ABOUT THIS TASK » Scan the lines below for the word "report". Copy each line you find it in.
------
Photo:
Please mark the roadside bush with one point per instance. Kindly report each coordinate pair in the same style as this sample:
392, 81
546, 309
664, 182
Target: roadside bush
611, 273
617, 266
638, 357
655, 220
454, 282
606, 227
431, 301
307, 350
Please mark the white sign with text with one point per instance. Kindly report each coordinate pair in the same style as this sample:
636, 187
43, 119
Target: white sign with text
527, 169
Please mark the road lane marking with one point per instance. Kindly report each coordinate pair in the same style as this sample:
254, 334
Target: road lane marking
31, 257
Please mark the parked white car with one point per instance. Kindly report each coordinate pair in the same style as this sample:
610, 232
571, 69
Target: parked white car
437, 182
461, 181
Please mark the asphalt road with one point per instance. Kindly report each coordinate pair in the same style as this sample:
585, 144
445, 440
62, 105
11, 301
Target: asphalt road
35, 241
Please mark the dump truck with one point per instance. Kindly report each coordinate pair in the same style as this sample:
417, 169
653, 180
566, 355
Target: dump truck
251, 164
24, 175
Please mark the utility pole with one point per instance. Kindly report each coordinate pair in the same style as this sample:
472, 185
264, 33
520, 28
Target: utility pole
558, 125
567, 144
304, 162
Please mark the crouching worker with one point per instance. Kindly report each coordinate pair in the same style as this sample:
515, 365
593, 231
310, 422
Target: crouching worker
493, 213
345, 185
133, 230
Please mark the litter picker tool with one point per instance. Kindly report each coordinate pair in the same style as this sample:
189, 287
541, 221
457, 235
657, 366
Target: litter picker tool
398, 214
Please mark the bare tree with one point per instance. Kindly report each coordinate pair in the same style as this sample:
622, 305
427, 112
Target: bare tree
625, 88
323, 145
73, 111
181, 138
------
ANSWER SPACE »
Please mark the roadside bush with one point per instance. Kindly report each coordinate pair in the same style as this sample:
Please mark the white sign with text with one point per instance. Kindly report each coordinate pair in the same style as this sample:
Please mark the road lane marking with one point per instance. Kindly report each coordinate pair in the same style as this sample:
Please mark the parked white car with one point per instance. Kindly report each coordinate pair in the same style as this sample:
Please mark the asphalt road with one point per instance. Kindly report each coordinate pair in the same style as this sample:
Please mark the dump truck with one point per instance. Kindly report each coordinate pair in the same style as this sample:
Please mark the utility pole with one point per instance. Kindly report each coordinate pair in the same style as this sample:
Please mark the crouching worker with one point per instance. Kindly report each coordinate pair in the same style as this sample:
Please mark the litter picker tool with one point per instance. Kindly report each coordinate pair in the same style as this sample:
Please mark the bare tree with one point per instance. Kindly report each coordinate pair in the same style as this sample:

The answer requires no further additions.